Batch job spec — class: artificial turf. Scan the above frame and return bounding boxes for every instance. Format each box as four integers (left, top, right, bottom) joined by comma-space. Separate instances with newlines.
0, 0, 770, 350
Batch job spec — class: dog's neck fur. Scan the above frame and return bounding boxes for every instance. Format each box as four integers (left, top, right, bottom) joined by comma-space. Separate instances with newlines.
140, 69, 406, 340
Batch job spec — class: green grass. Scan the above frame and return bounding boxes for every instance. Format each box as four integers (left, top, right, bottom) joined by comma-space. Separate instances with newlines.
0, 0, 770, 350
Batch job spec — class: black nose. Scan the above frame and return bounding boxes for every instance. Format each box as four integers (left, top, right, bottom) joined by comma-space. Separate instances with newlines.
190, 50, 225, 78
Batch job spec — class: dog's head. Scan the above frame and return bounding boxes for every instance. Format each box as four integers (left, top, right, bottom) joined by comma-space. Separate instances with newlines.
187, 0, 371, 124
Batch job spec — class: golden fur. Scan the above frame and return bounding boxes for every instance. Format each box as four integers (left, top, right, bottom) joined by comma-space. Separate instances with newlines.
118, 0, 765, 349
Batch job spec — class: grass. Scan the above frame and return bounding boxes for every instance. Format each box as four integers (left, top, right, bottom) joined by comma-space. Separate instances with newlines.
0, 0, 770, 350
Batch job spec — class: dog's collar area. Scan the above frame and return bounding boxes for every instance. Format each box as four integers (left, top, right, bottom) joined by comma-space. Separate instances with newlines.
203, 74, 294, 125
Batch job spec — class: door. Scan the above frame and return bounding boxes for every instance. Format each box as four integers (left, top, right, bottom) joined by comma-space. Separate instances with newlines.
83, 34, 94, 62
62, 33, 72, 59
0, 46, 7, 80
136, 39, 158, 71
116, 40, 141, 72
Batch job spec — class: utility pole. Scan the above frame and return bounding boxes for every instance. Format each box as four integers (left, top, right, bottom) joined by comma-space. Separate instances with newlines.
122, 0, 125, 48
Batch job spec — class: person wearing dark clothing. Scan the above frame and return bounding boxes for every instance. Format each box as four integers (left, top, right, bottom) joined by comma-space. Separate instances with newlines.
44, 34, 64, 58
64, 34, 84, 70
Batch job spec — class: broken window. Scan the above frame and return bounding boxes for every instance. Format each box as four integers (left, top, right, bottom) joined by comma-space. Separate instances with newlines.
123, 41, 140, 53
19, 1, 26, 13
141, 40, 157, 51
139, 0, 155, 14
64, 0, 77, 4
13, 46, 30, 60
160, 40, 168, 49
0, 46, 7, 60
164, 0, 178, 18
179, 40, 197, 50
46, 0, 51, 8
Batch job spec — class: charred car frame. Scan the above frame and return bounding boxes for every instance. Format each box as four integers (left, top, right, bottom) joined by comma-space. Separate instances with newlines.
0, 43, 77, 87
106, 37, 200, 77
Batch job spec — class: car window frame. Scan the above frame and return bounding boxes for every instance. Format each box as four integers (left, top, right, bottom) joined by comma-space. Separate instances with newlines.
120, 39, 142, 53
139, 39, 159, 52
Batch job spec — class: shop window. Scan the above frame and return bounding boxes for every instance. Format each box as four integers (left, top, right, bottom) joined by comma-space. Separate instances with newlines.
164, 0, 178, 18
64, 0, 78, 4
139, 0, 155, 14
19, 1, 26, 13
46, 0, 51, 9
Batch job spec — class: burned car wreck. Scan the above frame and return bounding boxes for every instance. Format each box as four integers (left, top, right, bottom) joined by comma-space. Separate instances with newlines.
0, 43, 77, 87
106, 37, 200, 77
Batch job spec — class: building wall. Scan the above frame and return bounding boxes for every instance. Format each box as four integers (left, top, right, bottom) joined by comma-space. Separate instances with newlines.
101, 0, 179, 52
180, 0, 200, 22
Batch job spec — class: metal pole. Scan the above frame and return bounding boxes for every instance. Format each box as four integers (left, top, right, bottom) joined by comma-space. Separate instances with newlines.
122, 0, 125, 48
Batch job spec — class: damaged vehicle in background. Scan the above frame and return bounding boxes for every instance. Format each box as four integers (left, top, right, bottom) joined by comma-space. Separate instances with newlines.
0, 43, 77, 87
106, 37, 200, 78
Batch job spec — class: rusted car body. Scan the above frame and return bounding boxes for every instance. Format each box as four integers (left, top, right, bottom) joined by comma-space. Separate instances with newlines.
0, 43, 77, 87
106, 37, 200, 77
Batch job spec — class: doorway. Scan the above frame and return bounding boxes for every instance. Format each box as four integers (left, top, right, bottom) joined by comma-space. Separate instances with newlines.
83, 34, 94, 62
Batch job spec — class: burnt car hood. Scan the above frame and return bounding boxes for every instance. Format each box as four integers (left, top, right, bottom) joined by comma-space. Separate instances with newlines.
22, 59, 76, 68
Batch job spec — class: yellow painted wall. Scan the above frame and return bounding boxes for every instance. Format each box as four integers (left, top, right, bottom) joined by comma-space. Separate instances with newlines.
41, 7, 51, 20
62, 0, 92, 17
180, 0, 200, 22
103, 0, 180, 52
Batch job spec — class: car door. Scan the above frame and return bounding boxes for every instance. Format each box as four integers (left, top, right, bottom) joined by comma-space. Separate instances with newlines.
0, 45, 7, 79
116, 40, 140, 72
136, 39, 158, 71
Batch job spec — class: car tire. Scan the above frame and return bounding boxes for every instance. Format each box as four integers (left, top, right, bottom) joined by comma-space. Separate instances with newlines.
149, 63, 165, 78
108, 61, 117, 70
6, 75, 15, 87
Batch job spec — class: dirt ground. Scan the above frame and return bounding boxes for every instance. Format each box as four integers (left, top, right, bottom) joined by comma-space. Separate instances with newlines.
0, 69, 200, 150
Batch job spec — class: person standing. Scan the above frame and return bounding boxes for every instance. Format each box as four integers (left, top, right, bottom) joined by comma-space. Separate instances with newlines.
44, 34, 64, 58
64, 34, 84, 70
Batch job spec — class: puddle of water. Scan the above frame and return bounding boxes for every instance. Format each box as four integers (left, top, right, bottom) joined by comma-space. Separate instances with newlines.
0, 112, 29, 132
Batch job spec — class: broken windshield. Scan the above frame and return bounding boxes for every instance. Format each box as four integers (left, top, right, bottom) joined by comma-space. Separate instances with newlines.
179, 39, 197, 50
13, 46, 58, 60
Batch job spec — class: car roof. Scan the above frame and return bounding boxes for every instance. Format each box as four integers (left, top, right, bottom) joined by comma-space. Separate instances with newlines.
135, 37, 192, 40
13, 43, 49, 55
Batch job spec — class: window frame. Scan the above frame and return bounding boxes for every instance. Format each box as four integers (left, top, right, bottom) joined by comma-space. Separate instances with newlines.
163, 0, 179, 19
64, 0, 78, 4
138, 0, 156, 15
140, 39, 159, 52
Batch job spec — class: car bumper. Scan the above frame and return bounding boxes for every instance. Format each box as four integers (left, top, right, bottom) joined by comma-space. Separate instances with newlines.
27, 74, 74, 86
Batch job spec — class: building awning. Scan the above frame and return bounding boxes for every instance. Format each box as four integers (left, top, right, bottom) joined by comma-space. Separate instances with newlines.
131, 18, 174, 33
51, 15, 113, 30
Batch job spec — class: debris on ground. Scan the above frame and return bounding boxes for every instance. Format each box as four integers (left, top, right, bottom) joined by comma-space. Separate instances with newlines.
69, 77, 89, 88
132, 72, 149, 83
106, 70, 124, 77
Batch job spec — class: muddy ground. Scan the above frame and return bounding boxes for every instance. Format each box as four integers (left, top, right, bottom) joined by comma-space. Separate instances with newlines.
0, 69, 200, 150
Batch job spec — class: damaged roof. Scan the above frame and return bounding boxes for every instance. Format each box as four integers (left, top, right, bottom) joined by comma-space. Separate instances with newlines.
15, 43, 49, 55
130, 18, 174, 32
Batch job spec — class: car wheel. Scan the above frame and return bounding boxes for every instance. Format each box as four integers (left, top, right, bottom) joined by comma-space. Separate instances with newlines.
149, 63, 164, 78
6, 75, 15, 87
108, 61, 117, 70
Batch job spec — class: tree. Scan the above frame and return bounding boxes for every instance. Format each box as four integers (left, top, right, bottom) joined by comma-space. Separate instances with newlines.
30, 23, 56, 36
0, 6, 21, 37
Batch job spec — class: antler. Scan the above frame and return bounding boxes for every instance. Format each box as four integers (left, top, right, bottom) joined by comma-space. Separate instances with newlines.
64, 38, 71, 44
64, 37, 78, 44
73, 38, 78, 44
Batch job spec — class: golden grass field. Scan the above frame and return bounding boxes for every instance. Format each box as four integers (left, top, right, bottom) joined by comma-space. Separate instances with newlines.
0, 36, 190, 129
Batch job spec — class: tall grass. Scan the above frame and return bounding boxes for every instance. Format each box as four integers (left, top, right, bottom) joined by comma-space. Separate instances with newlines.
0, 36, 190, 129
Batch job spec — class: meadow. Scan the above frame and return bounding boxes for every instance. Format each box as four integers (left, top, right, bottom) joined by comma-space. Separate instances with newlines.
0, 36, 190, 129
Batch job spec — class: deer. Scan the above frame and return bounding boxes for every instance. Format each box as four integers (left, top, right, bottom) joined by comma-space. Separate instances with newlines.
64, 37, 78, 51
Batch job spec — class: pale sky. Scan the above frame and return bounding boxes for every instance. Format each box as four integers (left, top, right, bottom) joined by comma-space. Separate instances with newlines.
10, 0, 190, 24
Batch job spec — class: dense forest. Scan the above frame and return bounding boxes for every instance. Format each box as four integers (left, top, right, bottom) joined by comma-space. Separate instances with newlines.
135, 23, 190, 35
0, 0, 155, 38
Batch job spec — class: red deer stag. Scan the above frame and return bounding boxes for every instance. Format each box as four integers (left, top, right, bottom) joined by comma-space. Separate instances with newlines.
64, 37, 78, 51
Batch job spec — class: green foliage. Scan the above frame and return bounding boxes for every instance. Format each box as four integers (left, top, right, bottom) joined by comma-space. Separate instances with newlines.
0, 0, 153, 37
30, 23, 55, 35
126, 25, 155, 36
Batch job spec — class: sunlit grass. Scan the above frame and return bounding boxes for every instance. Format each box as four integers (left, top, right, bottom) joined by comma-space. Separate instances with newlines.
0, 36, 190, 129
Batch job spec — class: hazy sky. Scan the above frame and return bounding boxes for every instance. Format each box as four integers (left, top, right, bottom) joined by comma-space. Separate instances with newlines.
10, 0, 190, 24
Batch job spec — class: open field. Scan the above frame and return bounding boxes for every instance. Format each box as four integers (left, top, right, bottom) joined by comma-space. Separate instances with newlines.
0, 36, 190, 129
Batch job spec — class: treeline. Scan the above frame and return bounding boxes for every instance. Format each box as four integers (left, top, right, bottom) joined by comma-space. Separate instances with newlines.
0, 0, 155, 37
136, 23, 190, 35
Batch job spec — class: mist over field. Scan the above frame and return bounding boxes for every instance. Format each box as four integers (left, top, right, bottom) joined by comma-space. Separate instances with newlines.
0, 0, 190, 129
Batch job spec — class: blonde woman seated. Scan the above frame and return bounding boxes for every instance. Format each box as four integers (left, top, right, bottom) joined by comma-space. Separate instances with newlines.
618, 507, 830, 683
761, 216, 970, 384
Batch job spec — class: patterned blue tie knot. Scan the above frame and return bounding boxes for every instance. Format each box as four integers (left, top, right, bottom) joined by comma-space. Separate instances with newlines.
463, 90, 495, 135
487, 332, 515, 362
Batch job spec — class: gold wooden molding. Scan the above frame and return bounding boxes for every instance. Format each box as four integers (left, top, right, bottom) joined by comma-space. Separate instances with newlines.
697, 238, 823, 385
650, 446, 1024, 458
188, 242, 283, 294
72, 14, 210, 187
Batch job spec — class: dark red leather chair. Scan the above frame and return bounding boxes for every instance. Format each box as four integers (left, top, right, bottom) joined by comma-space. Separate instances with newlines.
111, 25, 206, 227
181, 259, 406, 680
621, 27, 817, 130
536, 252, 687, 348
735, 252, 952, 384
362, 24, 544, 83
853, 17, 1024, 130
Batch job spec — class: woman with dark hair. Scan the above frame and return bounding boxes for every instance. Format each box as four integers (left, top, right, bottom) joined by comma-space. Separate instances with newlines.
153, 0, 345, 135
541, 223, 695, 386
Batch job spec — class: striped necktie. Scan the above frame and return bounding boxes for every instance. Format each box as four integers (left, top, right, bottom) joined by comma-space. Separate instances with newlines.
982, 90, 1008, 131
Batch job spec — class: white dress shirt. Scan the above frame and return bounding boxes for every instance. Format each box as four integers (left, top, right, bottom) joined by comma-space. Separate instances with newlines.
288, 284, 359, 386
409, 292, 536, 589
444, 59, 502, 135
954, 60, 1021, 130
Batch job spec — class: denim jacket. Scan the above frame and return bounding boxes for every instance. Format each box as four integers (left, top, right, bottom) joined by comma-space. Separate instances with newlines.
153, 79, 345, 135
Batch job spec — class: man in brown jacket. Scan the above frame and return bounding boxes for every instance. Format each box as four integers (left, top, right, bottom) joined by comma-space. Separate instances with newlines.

*WHAT TO DO*:
Format the entries starting at the line that contains "Batch job spec — class: puddle" and ending at the line that contains "13, 43, 49, 55" as a two-column CSV with the headers spec and boxes. Give one row per entry, with its text under spec and its answer under boxes, each field in quotation marks and any line breaks replaced by spaces.

*THE ANSWER*:
spec,boxes
"Batch job spec — class: puddle of water. Scan the above frame and return bounding boxes for every instance. Format each box as four integers (left, top, right, bottom) joined by comma-space. Separate instances with newlines.","0, 112, 29, 132"
"Batch job spec — class: broken windshield. Scan the above frame and return bounding boxes for every instance. Format each box as four integers (left, top, right, bottom) joined by comma-space. Separate instances with newlines.","179, 39, 197, 50 13, 46, 58, 60"
"Batch job spec — class: car roof. Scan the above frame and return bounding boxes for every instance. Format each box as four integers (left, top, right, bottom) joined by comma-space. Separate instances with newlines.","135, 37, 192, 40 13, 43, 49, 55"